▶

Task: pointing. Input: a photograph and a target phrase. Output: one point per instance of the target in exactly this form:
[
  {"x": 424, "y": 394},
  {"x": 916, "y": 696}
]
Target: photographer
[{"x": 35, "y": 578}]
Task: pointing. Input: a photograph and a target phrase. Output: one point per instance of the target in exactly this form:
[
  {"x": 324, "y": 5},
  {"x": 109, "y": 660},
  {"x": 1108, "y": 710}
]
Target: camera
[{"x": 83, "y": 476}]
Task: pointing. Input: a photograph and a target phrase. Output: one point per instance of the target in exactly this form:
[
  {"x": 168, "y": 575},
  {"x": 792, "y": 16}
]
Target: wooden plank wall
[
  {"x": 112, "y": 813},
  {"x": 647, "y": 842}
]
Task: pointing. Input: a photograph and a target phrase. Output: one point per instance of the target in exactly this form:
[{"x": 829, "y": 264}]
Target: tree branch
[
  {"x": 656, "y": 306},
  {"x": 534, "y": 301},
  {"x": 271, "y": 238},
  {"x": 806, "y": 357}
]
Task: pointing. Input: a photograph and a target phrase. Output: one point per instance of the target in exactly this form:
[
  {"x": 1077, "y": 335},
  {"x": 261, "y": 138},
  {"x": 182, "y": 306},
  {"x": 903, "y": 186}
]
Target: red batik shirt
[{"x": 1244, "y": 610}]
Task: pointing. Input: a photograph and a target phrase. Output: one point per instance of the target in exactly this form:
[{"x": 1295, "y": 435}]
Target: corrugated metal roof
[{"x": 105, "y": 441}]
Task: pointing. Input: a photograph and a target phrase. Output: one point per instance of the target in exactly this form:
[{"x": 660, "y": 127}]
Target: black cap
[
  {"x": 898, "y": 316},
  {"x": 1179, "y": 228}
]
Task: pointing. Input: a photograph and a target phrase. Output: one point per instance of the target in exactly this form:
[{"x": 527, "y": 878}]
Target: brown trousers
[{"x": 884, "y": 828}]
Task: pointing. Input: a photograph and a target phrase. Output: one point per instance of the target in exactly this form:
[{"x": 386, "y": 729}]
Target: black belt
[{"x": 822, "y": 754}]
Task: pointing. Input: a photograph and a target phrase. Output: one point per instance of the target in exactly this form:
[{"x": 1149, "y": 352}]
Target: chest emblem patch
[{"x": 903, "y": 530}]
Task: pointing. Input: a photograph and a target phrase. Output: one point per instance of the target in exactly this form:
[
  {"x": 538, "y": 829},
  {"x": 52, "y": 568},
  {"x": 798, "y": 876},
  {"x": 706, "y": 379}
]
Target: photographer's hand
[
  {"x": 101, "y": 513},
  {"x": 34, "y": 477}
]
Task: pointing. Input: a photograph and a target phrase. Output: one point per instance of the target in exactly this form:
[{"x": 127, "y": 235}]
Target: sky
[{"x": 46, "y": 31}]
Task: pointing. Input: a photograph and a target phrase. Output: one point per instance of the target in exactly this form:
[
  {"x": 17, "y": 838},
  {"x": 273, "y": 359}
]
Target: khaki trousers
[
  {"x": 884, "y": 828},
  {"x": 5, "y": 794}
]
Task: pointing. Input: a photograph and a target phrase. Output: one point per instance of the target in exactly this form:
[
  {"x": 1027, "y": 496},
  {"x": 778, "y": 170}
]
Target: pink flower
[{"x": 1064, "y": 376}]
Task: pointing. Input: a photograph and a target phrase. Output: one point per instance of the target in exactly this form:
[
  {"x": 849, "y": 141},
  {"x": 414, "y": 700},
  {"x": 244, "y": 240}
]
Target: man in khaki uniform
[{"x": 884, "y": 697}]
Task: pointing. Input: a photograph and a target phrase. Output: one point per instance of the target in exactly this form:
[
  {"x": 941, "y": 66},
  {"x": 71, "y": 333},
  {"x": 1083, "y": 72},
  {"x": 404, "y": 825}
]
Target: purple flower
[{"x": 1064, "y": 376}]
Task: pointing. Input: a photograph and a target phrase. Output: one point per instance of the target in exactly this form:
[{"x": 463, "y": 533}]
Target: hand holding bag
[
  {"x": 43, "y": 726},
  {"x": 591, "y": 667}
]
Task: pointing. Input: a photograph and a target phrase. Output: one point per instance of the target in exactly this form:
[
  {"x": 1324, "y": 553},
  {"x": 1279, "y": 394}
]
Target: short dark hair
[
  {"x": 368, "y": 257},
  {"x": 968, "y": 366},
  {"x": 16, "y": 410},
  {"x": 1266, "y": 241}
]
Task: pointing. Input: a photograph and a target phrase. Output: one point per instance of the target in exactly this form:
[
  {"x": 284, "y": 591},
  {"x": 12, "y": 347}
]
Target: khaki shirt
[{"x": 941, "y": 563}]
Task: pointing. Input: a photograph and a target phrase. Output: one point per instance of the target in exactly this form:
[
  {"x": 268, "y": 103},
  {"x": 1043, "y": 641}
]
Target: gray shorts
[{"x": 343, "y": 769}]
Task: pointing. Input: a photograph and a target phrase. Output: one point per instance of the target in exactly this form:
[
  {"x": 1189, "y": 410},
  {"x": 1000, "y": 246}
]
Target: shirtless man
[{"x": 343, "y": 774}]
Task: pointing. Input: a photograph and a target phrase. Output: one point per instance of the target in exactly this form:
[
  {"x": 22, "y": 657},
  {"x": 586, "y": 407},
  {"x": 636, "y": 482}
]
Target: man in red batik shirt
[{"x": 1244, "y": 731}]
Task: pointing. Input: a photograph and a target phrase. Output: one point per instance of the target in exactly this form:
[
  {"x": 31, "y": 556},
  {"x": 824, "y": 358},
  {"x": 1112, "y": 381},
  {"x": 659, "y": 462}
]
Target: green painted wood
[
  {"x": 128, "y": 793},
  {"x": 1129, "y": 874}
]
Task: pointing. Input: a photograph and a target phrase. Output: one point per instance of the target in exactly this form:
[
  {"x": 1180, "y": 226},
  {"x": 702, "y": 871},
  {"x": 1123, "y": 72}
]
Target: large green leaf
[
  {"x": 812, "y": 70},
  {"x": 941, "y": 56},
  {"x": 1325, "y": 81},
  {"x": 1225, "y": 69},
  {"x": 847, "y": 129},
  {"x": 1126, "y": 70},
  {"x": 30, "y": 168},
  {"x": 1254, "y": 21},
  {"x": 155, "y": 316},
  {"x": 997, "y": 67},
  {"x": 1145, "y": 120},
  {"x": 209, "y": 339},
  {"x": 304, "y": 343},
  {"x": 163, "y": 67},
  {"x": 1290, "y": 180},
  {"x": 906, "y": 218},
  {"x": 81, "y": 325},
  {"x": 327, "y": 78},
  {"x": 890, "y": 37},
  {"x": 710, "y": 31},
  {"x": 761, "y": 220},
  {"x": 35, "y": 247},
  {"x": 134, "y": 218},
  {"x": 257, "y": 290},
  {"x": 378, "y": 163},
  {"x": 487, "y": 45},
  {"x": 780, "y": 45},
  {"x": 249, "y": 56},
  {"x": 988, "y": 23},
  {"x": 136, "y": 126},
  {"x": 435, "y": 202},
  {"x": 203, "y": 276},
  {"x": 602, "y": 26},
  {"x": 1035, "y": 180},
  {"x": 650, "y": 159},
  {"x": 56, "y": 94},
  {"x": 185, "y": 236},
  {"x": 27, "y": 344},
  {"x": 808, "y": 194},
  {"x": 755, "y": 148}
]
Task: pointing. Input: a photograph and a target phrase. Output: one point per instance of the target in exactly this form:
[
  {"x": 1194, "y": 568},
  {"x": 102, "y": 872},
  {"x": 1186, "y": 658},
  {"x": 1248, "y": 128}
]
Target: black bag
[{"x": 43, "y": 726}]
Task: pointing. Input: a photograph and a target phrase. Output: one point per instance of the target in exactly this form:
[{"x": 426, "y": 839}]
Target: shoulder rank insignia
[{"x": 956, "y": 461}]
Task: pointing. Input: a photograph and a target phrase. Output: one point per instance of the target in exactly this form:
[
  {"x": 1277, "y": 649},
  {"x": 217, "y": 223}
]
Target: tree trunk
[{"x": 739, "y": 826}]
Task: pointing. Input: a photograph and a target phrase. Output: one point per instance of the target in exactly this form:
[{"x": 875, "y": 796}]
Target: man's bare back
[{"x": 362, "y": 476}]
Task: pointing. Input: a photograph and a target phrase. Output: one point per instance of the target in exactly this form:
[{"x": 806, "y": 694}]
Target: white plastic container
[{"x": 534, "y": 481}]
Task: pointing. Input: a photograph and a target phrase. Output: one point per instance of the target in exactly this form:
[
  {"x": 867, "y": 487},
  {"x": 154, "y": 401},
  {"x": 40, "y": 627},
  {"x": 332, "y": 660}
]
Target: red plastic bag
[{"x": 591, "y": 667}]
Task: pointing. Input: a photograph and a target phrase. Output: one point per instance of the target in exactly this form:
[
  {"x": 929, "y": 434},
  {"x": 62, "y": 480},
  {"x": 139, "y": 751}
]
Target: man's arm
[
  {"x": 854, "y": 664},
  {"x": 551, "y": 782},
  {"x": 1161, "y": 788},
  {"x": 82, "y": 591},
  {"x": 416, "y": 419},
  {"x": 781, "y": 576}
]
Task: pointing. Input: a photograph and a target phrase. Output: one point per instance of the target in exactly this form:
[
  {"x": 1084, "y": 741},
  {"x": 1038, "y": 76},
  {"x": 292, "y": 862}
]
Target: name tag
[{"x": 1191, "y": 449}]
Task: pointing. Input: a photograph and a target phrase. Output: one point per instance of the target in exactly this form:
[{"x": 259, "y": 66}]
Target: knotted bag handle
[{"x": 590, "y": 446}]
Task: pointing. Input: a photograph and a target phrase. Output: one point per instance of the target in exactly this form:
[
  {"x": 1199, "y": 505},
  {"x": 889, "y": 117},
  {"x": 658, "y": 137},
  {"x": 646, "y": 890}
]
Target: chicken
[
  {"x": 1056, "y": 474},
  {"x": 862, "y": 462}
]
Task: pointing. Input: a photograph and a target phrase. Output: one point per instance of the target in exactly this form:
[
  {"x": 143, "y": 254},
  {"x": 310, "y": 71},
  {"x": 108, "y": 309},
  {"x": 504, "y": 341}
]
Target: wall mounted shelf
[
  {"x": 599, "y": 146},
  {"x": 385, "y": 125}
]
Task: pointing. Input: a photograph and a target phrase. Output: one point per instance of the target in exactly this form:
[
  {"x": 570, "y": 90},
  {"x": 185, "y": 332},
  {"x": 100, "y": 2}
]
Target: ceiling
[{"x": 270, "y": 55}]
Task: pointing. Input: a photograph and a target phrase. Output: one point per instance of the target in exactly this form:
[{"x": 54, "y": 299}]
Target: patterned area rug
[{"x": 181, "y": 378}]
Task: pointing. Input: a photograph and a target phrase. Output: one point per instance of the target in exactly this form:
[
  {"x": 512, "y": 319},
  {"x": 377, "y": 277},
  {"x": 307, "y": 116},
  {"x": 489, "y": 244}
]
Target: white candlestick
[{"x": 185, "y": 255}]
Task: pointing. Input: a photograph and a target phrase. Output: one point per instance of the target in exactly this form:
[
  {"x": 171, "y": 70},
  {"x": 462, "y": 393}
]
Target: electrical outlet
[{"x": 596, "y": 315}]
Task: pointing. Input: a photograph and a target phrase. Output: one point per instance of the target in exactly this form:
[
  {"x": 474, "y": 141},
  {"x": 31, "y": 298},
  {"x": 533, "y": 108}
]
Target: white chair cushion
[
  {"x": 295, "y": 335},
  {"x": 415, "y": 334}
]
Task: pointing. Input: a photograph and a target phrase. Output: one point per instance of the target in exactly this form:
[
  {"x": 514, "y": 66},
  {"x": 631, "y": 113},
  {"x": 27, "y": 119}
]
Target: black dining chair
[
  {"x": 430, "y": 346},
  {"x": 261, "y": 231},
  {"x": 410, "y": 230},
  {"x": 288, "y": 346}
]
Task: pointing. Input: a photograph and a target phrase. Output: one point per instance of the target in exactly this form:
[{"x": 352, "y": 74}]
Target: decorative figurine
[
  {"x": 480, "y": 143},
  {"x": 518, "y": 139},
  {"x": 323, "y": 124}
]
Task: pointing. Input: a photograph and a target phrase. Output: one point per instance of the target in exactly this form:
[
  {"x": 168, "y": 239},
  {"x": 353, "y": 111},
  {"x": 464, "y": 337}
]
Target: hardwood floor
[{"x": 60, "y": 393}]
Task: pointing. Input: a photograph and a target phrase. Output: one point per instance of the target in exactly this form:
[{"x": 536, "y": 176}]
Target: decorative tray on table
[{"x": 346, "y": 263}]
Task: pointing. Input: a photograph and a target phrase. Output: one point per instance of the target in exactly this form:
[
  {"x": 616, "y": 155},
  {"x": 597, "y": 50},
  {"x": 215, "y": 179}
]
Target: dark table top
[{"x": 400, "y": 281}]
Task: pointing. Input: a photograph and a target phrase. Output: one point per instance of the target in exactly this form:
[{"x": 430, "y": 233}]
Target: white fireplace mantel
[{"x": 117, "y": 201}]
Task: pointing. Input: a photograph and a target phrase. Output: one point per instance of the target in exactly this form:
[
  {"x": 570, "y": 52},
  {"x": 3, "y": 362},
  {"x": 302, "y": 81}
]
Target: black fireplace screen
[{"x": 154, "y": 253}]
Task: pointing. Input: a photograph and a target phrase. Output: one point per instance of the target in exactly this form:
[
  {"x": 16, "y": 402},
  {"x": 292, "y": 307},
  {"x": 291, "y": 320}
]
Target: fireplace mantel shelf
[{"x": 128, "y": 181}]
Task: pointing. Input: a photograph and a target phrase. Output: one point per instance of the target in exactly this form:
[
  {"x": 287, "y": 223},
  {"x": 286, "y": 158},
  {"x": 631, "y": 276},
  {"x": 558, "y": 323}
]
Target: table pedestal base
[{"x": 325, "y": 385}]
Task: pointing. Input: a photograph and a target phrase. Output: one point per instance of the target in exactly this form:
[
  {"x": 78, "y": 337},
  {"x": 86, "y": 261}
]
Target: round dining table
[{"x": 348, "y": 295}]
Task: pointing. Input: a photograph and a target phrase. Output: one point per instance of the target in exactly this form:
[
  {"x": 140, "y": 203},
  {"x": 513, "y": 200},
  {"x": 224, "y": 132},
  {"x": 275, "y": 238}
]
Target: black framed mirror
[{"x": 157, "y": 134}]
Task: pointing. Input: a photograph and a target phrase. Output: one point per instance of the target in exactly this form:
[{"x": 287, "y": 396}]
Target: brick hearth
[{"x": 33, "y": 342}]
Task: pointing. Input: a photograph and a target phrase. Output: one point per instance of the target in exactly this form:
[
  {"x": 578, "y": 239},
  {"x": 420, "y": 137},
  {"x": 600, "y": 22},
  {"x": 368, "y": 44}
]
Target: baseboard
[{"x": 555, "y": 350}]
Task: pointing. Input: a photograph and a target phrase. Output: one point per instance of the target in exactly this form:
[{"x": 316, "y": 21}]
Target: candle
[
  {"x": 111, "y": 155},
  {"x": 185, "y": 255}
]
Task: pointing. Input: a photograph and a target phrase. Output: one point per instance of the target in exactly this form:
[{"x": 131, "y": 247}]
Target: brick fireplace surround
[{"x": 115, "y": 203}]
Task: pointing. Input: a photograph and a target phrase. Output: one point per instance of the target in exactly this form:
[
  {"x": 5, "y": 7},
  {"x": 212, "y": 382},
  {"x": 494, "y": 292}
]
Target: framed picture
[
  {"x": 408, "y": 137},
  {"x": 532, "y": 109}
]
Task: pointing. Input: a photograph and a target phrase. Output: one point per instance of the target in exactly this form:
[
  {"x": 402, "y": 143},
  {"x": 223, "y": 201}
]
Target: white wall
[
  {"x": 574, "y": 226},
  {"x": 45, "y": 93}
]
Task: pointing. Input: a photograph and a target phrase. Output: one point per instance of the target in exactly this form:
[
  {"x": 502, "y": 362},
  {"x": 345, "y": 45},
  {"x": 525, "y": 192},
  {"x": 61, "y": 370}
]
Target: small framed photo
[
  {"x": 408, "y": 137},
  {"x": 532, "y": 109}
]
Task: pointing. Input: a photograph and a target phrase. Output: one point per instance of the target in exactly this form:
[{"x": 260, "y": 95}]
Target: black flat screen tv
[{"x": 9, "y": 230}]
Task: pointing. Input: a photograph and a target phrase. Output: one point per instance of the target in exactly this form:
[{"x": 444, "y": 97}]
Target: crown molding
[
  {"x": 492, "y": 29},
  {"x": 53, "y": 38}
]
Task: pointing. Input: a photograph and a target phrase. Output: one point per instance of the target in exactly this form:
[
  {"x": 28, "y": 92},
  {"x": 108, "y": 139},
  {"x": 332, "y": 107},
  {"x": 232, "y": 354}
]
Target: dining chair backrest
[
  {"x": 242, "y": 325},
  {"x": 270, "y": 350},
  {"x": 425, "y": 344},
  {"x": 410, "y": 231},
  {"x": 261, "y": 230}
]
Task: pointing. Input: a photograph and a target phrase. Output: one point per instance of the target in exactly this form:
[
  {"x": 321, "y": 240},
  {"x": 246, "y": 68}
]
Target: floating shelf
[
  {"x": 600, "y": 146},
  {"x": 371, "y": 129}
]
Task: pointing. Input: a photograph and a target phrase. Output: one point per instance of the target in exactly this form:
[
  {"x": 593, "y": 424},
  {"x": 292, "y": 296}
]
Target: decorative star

◀

* **Written exercise**: Gather every line of the listing above that contains the string "dark", matching case.

* **Finished answer**:
Target: short dark hair
Target: dark table top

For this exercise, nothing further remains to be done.